**Directive**
Retype everything from the start of the items down through the line containing "[(126, 129), (88, 91)]", with both ends included.

- - - - -

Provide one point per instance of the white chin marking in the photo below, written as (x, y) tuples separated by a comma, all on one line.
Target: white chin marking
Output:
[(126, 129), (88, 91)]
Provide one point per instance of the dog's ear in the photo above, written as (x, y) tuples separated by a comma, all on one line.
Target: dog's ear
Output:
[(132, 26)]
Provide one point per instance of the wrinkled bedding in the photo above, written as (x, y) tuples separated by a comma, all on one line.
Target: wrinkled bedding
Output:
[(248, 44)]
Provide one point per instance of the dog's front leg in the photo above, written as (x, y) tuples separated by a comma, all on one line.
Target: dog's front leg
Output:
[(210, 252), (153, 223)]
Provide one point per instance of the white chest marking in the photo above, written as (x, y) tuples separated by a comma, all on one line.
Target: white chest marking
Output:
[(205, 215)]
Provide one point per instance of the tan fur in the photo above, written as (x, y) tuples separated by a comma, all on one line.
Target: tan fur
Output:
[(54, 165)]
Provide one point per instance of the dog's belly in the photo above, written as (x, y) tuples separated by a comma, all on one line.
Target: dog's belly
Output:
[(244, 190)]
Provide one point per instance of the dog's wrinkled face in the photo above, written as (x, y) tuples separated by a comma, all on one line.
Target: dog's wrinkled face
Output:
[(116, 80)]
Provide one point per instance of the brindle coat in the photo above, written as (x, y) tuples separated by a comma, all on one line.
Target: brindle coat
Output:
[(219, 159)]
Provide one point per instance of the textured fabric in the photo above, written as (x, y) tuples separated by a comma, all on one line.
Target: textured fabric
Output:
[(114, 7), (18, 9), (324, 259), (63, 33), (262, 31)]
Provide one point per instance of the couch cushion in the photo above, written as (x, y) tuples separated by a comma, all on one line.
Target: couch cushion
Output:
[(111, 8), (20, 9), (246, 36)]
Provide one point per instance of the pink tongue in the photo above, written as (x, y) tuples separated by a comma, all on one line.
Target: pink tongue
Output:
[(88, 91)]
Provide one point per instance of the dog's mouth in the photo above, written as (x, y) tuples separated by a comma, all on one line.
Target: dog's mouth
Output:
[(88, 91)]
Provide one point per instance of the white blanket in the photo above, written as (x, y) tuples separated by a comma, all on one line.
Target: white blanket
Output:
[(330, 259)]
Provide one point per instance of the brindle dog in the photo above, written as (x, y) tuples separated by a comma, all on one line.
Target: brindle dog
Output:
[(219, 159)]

- - - - -

**Response below**
Provide one point per instance of the white chin marking in the photo below, written as (x, y) tuples separated by a comma, all on one line.
Target: white chin marking
Output:
[(126, 129), (88, 91)]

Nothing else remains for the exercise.